[WORK REQUIRED]:
Leave out the lines before the one with "the red belt"; output that line and all remaining lines of the records exactly.

[Data entries]:
□ □ □ □
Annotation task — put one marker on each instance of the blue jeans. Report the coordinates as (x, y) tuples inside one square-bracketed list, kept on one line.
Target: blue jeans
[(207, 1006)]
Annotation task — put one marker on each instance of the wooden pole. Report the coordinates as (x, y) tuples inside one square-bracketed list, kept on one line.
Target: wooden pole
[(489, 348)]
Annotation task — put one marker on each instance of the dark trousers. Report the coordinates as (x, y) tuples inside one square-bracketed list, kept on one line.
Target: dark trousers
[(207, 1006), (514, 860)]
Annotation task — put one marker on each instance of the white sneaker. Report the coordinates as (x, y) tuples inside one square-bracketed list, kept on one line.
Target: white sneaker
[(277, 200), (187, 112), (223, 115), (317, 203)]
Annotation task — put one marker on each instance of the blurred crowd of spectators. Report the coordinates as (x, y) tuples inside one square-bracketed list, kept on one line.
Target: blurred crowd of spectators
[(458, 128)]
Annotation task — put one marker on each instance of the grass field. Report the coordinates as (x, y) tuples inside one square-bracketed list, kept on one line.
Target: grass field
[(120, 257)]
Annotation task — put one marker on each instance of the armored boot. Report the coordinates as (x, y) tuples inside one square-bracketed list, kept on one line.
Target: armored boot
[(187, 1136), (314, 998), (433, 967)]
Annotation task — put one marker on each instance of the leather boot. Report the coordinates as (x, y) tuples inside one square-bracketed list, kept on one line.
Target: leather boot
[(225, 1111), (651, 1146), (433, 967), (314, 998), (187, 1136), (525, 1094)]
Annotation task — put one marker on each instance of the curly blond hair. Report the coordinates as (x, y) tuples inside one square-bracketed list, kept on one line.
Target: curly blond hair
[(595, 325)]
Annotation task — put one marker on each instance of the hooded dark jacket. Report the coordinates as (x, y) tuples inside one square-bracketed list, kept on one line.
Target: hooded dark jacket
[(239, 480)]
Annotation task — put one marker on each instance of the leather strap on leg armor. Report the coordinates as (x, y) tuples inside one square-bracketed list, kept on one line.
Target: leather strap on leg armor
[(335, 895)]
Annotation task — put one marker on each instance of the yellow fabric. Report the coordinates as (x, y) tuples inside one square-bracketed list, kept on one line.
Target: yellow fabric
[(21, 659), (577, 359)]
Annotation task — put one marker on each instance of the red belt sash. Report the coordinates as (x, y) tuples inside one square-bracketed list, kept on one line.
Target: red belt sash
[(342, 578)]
□ □ □ □
[RESPONSE TO THE EXERCISE]:
Annotation task — put one marker on each instance of the red belt sash. Report the coordinates as (x, y) tuples inside one square-bracketed list, kept on one line.
Target: red belt sash
[(342, 578)]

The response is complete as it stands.